DIRECTIONS FOR THIS TASK: Can you put the stretch of lines below, from the line containing "Please place a dot on the dark eye, one" through the last line, into a JSON list of strings with one string per line and blank lines left out?

-- START --

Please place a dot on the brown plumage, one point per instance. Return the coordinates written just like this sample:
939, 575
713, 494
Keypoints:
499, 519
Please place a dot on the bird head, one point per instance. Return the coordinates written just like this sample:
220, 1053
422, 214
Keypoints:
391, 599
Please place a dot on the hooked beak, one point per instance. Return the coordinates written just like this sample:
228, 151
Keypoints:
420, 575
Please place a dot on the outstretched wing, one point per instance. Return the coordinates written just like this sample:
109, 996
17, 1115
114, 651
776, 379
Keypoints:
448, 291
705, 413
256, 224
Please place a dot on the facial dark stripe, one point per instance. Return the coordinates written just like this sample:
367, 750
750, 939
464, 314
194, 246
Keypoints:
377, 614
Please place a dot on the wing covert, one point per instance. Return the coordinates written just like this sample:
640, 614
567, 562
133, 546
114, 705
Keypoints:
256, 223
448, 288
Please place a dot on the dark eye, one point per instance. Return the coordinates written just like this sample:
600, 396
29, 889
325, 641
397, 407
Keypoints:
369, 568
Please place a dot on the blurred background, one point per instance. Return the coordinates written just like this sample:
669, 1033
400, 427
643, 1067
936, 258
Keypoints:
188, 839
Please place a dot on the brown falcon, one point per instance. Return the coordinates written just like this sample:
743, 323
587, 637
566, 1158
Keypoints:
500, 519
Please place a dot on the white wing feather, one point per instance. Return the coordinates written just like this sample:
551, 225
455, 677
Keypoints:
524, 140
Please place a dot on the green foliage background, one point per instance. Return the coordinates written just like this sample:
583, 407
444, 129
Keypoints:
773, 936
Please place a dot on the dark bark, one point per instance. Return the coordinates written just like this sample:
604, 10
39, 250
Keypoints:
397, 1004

-- END --

PROBLEM SOLUTION:
[
  "Please place a dot on the dark eye, one point per instance. Return the coordinates written just like this sample:",
  "600, 396",
  "29, 889",
  "325, 641",
  "397, 407",
  "Keypoints:",
  "369, 568",
  "Please place a dot on the blurred background, one point per instance. Return the coordinates written just like this sample:",
  "669, 1033",
  "400, 427",
  "643, 1067",
  "936, 258",
  "Keypoints:",
  "188, 839",
  "Please place a dot on the brown falcon, one point per instance. Return the coordinates written just like this sample:",
  "743, 323",
  "587, 637",
  "566, 1158",
  "Keypoints:",
  "500, 519",
  "Please place a dot on the white wing feather, one point per instance. Return the coordinates written just like this sample:",
  "551, 225",
  "455, 677",
  "Keypoints:",
  "524, 140",
  "Please place a dot on the green foliage background, one point per instance. Return the coordinates written just like this sample:",
  "583, 407",
  "444, 129",
  "Keypoints:",
  "773, 936",
  "Please place a dot on the dark bark, one point per instance. Return the coordinates written just like this sample:",
  "604, 10",
  "39, 250",
  "Keypoints:",
  "397, 1004"
]